3 things I learned about A/B testing

Matthias Suter
doodle-tech
Published in
4 min readFeb 7, 2019

A/B testing became a crucial tool in our process and I want to take a moment to reflect on the things I learned along the way.

I take it as a given that A/B testing is an excellent way to test new features. Therefore this post is not about where A/B test makes sense and where not but I will focus on the three most important learnings I made during my journey to become data informed.

Size matters

It is important to put some thoughts on what exactly should be tested. While about 100k polls are created each day, we only get 50 subscriptions on average per day. Traffic to test with can get a sacred good, more so as we are running more and more tests and want to move even faster (did I hear lightspeed?).

Best is to have a crisp hypothesis and a variation which addresses exactly and only the things which should be tested. This sounds logical enough but can easily go wrong. One time we tested a completely overhauled pricing page just to find out that in general, it did not perform better than the old one. The main problem was, that this was also the only real outcome. We did not really gain more knowledge with this test (except that the new page did not perform better in our test). In another experiment, we only tested where the user expects a new feature instead of understanding what the feature should be. In retrospect, it was too costly to spend 2 weeks running this experiment, more so it did not give any real insight.

(Region labeling records)

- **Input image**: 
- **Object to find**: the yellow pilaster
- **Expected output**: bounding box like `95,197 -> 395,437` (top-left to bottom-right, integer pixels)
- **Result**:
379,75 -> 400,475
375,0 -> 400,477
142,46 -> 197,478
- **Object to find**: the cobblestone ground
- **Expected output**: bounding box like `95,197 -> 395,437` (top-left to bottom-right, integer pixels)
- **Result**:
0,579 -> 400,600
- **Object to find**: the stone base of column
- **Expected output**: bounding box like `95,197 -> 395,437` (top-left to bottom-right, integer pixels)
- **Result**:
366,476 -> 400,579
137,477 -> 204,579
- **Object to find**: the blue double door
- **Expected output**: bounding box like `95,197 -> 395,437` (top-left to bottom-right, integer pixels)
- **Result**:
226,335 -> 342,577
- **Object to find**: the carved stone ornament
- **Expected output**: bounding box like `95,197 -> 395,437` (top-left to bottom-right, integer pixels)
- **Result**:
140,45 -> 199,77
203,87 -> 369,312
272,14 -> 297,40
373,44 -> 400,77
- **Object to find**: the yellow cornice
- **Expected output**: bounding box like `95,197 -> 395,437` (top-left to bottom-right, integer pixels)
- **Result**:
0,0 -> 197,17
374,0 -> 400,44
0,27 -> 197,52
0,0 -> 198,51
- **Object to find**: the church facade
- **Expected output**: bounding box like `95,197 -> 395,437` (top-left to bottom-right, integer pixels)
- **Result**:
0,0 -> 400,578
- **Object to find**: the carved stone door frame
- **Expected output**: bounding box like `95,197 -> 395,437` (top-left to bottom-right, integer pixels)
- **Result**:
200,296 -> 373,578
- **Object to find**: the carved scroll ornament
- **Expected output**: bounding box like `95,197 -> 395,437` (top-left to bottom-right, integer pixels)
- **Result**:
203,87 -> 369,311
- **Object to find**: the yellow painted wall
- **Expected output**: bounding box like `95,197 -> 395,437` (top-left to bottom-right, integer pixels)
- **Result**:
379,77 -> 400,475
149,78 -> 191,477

### WHAT YOU HAVE TO DO
From the A/B testing post above, write out word for word the passage starting at "Matthias Suter" and ending at "become data informed.".

### EXERCISE SOLUTION
Matthias Suter
doodle-tech
Published in
4 min readFeb 7, 2019

A/B testing became a crucial tool in our process and I want to take a moment to reflect on the things I learned along the way.

I take it as a given that A/B testing is an excellent way to test new features. Therefore this post is not about where A/B test makes sense and where not but I will focus on the three most important learnings I made during my journey to become data informed.